It is a great encouragement to the astronomer that, although he
cannot yet set any exact boundary to this universe of ours, he is
gathering faint indications that it has a boundary, which his
successors not many generations hence may locate so that the
astronomer shall include creation itself within his mental grasp.
It can be shown mathematically that an infinitely extended system
of stars would fill the heavens with a blaze of light like that of
the noonday sun. As no such effect is produced, it may be
concluded that the universe has a boundary. But this does not
enable us to locate the boundary, nor to say how many stars may
lie outside the farthest stretches of telescopic vision. Yet by
patient research we are slowly throwing light on these points and
reaching inferences which, not many years ago, would have seemed
forever beyond our powers.

Every one now knows that the Milky Way, that girdle of light which
spans the evening sky, is formed of clouds of stars too minute to
be seen by the unaided vision. It seems to form the base on which
the universe is built and to bind all the stars into a system. It
comprises by far the larger number of stars that the telescope has
shown to exist. Those we see with the naked eye are almost equally
scattered over the sky. But the number which the telescope shows
us become more and more condensed in the Milky Way as telescope
power is increased. The number of new stars brought out with our
greatest power is vastly greater in the Milky Way than in the rest
of the sky, so that the former contains a great majority of the
stars. What is yet more curious, spectroscopic research has shown
that a particular kind of stars, those formed of heated gas, are
yet more condensed in the central circle of this band; if they
were visible to the naked eye, we should see them encircling the
heavens as a narrow girdle forming perhaps the base of our whole
system of stars. This arrangement of the gaseous or vaporous stars
is one of the most singular facts that modern research has brought
to light. It seems to show that these particular stars form a
system of their own; but how such a thing can be we are still
unable to see.

The question of the form and extent of the Milky Way thus becomes
the central one of stellar astronomy. Sir William Herschel began
by trying to sound its depths; at one time he thought he had
succeeded; but before he died he saw that they were unfathomable
with his most powerful telescopes. Even today he would be a bold
astronomer who would profess to say with certainty whether the
smallest stars we can photograph are at the boundary of the
system. Before we decide this point we must have some idea of the
form and distance of the cloudlike masses of stars which form our
great celestial girdle. A most curious fact is that our solar
system seems to be in the centre of this galactic universe,
because the Milky Way divides the heavens into two equal parts,
and seems equally broad at all points. Were we looking at such a
girdle as this from one side or the other, this appearance would
not be presented. But let us not be too bold. Perhaps we are the
victims of some fallacy, as Ptolemy was when he proved, by what
looked like sound reasoning, based on undeniable facts, that this
earth of ours stood at rest in the centre of the heavens!

- - - -

### Instructions
A) Answer these questions from the astronomy text on the Milky Way, each in a few words:
(i) What does the text say an infinitely extended system of stars would do to the heavens?
(ii) Which kind of stars, according to spectroscopic research, is even more condensed in the central circle of the Milky Way?
(iii) What two observations about the Milky Way make our solar system seem to be at the centre of the galactic universe?
B) Resume the astronomy text on the Milky Way after its closing sentence about Ptolemy, and write the paragraph that follows in the same style.

- - - -

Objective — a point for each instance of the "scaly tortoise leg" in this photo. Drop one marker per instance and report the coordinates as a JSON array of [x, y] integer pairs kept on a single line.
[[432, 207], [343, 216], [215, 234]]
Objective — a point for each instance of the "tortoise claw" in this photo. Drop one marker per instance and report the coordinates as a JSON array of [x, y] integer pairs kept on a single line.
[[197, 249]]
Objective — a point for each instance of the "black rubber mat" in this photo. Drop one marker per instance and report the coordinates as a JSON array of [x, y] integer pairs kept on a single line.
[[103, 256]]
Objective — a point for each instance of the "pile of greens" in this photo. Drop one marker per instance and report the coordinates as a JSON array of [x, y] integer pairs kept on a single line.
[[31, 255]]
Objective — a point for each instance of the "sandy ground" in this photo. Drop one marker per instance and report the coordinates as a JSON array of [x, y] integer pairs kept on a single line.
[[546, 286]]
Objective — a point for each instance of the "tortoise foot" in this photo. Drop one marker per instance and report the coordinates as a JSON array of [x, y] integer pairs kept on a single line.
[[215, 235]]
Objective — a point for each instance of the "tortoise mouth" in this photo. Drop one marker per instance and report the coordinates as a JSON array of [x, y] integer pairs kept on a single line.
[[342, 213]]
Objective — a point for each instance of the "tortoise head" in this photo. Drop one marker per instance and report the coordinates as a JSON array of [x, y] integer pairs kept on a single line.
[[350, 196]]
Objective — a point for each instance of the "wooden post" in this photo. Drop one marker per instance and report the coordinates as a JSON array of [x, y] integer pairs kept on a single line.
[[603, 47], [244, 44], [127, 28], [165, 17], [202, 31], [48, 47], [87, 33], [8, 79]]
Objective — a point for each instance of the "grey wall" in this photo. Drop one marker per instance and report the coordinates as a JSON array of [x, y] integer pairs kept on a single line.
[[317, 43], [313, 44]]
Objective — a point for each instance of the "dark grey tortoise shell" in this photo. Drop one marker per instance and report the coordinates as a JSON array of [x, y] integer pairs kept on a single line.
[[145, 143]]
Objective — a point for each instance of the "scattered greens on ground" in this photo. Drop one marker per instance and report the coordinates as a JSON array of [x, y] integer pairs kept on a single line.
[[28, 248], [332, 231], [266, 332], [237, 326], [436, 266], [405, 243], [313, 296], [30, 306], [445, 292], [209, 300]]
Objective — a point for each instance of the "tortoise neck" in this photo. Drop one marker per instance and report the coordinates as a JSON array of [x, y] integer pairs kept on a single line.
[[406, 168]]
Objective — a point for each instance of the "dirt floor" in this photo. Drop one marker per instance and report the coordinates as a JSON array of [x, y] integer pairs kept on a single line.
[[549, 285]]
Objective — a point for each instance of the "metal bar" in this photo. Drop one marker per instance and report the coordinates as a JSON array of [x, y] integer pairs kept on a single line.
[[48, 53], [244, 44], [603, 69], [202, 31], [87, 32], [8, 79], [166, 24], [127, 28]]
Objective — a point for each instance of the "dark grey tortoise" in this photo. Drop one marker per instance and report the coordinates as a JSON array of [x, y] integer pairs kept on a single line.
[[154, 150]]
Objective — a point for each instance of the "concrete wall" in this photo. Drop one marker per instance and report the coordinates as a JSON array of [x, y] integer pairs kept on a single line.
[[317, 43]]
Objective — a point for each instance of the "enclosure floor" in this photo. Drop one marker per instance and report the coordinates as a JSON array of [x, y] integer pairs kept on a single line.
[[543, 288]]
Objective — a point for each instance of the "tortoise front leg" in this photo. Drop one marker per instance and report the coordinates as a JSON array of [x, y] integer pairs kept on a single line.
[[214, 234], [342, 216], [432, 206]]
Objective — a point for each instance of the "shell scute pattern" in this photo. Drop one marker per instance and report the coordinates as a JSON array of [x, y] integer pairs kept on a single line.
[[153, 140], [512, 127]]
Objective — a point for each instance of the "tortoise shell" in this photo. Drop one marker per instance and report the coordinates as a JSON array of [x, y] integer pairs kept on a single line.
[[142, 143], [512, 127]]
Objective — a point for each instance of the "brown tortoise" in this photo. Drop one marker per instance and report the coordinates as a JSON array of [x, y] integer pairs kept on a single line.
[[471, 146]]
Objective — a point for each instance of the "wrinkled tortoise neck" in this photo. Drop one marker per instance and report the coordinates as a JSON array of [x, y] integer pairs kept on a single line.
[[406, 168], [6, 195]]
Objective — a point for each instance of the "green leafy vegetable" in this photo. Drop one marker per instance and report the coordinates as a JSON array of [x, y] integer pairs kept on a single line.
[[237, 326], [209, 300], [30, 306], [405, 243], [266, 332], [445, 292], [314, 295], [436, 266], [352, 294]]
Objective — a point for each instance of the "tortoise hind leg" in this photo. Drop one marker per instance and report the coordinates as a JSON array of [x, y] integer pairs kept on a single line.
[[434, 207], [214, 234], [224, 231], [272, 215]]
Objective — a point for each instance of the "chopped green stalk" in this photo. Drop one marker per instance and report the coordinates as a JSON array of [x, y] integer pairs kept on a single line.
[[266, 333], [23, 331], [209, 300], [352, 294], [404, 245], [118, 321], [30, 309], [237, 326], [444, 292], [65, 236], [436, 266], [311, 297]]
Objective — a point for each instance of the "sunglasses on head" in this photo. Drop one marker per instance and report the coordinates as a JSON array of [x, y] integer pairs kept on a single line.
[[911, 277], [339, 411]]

- - - -

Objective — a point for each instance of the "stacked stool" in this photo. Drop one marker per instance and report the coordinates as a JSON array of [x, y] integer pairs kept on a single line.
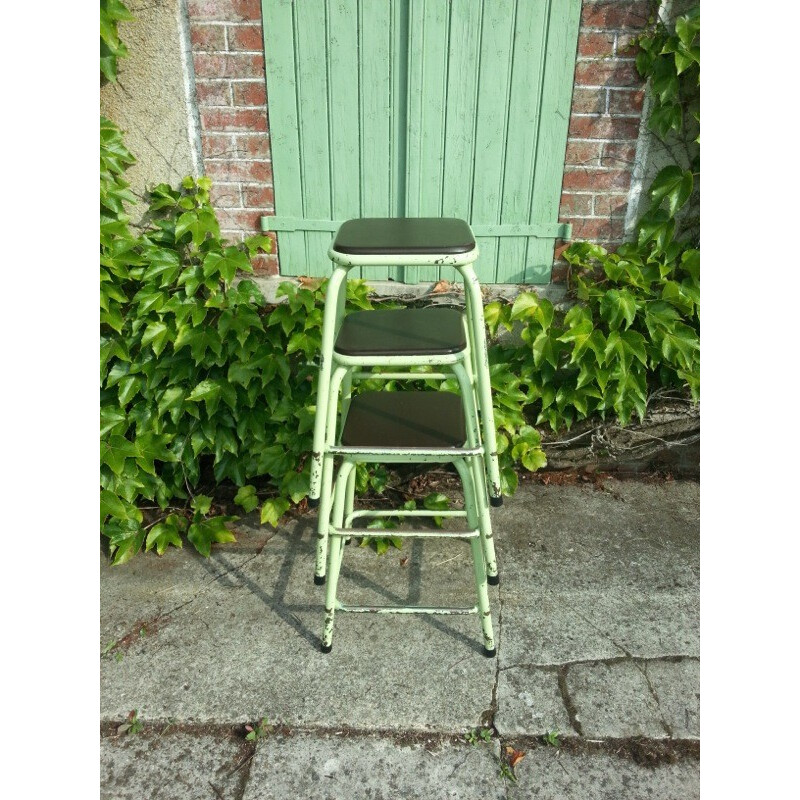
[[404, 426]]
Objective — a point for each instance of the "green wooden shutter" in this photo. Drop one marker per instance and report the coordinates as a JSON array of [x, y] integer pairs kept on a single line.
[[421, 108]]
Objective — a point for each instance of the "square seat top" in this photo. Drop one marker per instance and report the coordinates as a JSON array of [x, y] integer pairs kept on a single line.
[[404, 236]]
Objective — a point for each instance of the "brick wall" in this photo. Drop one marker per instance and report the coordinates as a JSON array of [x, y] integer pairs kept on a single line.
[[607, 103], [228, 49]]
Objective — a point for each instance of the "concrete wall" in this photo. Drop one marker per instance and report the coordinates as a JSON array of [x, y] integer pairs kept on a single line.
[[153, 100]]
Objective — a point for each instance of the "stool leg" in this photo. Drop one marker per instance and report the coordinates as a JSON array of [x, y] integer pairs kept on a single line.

- - - -

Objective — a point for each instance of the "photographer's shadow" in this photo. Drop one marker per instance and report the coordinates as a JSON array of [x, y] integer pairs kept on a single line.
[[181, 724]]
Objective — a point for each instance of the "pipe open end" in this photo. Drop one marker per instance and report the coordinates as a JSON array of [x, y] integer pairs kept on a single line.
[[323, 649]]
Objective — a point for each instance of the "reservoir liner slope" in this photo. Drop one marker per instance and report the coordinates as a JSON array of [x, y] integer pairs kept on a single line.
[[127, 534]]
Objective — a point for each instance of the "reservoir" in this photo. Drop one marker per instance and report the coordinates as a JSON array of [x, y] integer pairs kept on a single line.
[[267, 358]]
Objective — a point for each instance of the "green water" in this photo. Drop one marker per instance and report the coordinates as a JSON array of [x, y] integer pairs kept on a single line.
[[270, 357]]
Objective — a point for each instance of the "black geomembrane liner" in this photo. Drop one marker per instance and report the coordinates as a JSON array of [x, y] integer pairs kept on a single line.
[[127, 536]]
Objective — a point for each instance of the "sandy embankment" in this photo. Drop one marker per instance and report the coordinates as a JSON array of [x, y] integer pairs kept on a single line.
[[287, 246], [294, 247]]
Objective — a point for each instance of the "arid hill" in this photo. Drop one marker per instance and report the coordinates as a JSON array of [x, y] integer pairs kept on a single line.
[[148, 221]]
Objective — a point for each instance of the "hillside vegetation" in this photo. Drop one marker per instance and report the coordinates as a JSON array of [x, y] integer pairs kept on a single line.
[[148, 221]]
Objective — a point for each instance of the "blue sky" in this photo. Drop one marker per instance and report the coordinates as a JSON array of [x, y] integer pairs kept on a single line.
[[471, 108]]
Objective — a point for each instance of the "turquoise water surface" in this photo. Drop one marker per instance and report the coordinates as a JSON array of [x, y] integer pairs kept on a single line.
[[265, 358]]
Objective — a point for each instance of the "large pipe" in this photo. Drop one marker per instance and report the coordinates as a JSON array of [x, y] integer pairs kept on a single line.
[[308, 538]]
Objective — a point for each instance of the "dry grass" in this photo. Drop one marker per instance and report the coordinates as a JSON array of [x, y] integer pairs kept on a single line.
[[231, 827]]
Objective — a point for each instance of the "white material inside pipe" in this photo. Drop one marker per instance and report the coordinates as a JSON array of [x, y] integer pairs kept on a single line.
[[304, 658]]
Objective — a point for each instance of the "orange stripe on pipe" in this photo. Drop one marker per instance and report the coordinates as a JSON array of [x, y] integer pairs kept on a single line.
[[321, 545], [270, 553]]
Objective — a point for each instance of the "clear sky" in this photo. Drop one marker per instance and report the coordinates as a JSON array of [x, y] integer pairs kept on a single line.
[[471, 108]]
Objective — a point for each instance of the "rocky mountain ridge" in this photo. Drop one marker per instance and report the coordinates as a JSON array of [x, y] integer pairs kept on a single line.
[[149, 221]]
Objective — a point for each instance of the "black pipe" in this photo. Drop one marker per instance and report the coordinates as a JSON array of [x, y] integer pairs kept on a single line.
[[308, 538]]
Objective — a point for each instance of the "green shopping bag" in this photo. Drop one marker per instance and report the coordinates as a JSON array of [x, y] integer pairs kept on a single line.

- - - -

### Task answers
A)
(i) It would fill the heavens with a blaze of light like that of the noonday sun.
(ii) Stars formed of heated gas.
(iii) The Milky Way divides the heavens into two equal parts, and it seems equally broad at all points.

B)
A related problem, and one which may be of supreme importance to
the future of our race, is, What is the source of the heat
radiated by the sun and stars? We know that life on the earth is
dependent on the heat which the sun sends it. If we were deprived
of this heat we should in a few days be enveloped in a frost which
would destroy nearly all vegetation, and in a few months neither
man nor animal would be alive, unless crouching over fires soon to
expire for want of fuel. We also know that, at a time which is
geologically recent, the whole of New England was covered with a
sheet of ice, hundreds or even thousands of feet thick, above
which no mountain but Washington raised its head. It is quite
possible that a small diminution in the supply of heat sent us by
the sun would gradually reproduce the great glacier, and once more
make the Eastern States like the pole. But the fact is that
observations of temperature in various countries for the last two
or three hundred years do not show any change in climate which can
be attributed to a variation in the amount of heat received from
the sun.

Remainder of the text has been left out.